━━━━━ Dokumen
Mubadalah.id – Dalam banyak hadis kita dapatkan bahwa haid sama sekali tidak menjadi alat untuk menistakan perempuan. Melalui penuturan para istrinya, Nabi diriwayatkan melakukan apa saja terhadap istrinya yang sedang haid kecuali bersenggama. Nabi mandi bersama mereka dan tidur satu selimut dengan mereka.
Hal yang sama beliau kemukakan juga untuk para sahabat laki-laki. Nabi juga menolak keras perbuatan orang-orang Yahudi yang tidak mau makan bersama dengan perempuan haid.
Sebaliknya Nabi malah pernah minum dan menempelkan mulutnya di gelas bekas Aisyah dan menggigit daging di tempat bekas gigitan Aisyah. Lebih dari itu Nabi menganjurkan perempuan yang sedang haid untuk bersama-sama hadir mengikuti khutbah dan perayaan Idul Fitri dan Idul Adha.
Perintah ini merupakan sesuatu yang tidak lazim pada saat itu; saat di mana laki-laki. Bahkan perempuan sendiri menabukan bergabungnya perempuan haid bersama masyarakat luas dalam acara-acara besar.
Perilaku Nabi menghapus batas-batas ketabuan ini mendorong para sahabat perempuan untuk berani bertanya dan membahas lebih jauh persoalan haid, nifas, dan istihadhah ini tanpa rasa malu.
Aisyah Memuji Sikap Kritis Perempuan Anshar
Dalam satu kesempatan Aisyah memuji sikap kritis perempuan Anshar yang tidak segan-segan mengungkapkan persoalan reproduksinya kepada Nabi demi tafaqquh fiddin (mendalami agama).
Situasi dialogis seperti ini pada gilirannya mendorong banyaknya hadits yang berbicara soal haid, istihadhah, dan nifas. Dalam al-Kutub al-Sittah persoalan ini menempati satu bab khusus. Bahkan dalam Sunan Ibn Majah masalah haid, nifas dan istihadhah ini dituangkan dalam sangat banyak halaman.
━━━━━━━━━━
━━━━━ Data yang Diberikan
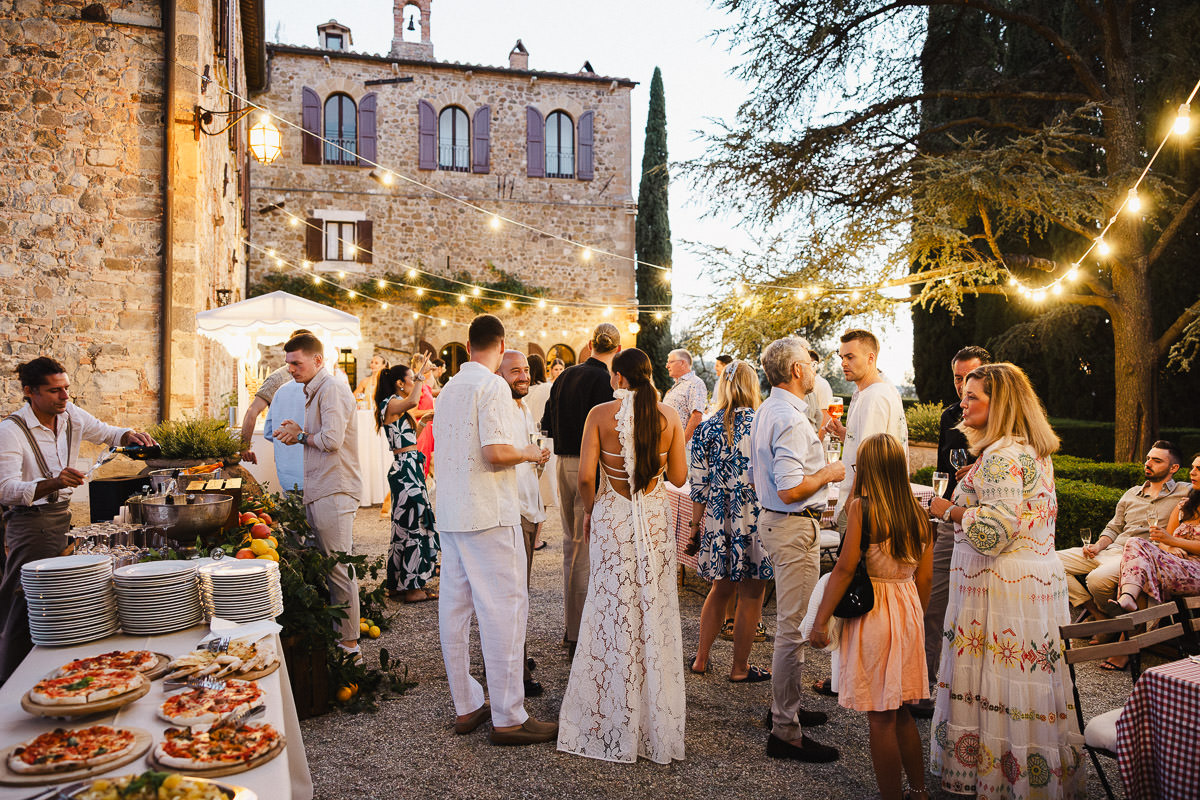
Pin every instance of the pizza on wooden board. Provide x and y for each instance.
━━━━━━━━━━
## Instruksi 1
Jawablah pertanyaan berikut berdasarkan artikel tentang haid dalam hadis.
(a) Apa saja yang dilakukan Nabi bersama istrinya yang sedang haid?
(b) Perbuatan orang-orang Yahudi apa yang ditolak keras oleh Nabi?
(c) Dalam kitab apa masalah haid, nifas, dan istihadhah dituangkan dalam sangat banyak halaman?
## Instruksi 2
Ringkaslah paragraf artikel tentang haid dalam hadis yang diawali dengan "Sebaliknya Nabi malah pernah minum" tanpa menghilangkan fakta utamanya.
## Instruksi 3
Tuliskan lanjutan artikel tentang haid dalam hadis, dimulai setelah kalimat terakhirnya.
Data tersebut tidak diperlukan di sini.

## Jawaban 1
(a) Nabi mandi bersama mereka dan tidur satu selimut dengan mereka.
(b) Nabi menolak keras perbuatan orang-orang Yahudi yang tidak mau makan bersama dengan perempuan haid.
(c) Dalam Sunan Ibn Majah.

## Jawaban 2
Nabi pernah minum dengan menempelkan mulut di gelas bekas Aisyah dan menggigit daging di tempat bekas gigitannya. Nabi juga menganjurkan perempuan haid ikut hadir dalam khutbah serta perayaan Idul Fitri dan Idul Adha.

## Jawaban 3
Secara umum dapat kita katakan bahwa dalam hadits, spektrum pembahasan haid, nifas, dan istihadhah sudah memasuki wilayah yang lebih teknis, operasional, dan praktis.
Berkenaan dengan wacana haid, nifas dan istidhadah dalam hadits, ada satu catatan penting yang bisa dikemukakan di sini. Yakni hampir seluruh ketentuan tentang ketiga persoalan ini berdasarkan pada dan sebagai solusi atas kasus yang terjadi pada perempuan masa itu. Hukum ditetapkan dengan mempertimbangkan kondisi perempuan.
Solusi hukum yang Nabi berikan menyangkut perempuan yang mengalami istihadhah menjadi bukti kemauan dan kemampuan Nabi mendengar kaum perempuan. Hampir seluruh hadits tentang persoalan ini menyatakan atau paling tidak mengindikasikan adanya dialog antara wahyu (melalui hadits Nabi) dengan perempuan sebelum turunnya suatu ketentuan.
Aisyah, Ummu Salamah, Fatimah binti Abi Hubaisy, Ummu Habibah binti Jahsy, Asma binti Umais, dan Hamnah binti Jahsy, –radhiyallahu anhunna – adalah sebagian nama sahabat perempuan yang berperan dalam munculnya hadis-hadis tentang haid, nifas, dan terutama istihadhah.
Sebagian di antara mereka mengalami istihadhah dahsyat dan bahkan ada yang sampai menahun. Sehingga perlu bertanya kepada Nabi.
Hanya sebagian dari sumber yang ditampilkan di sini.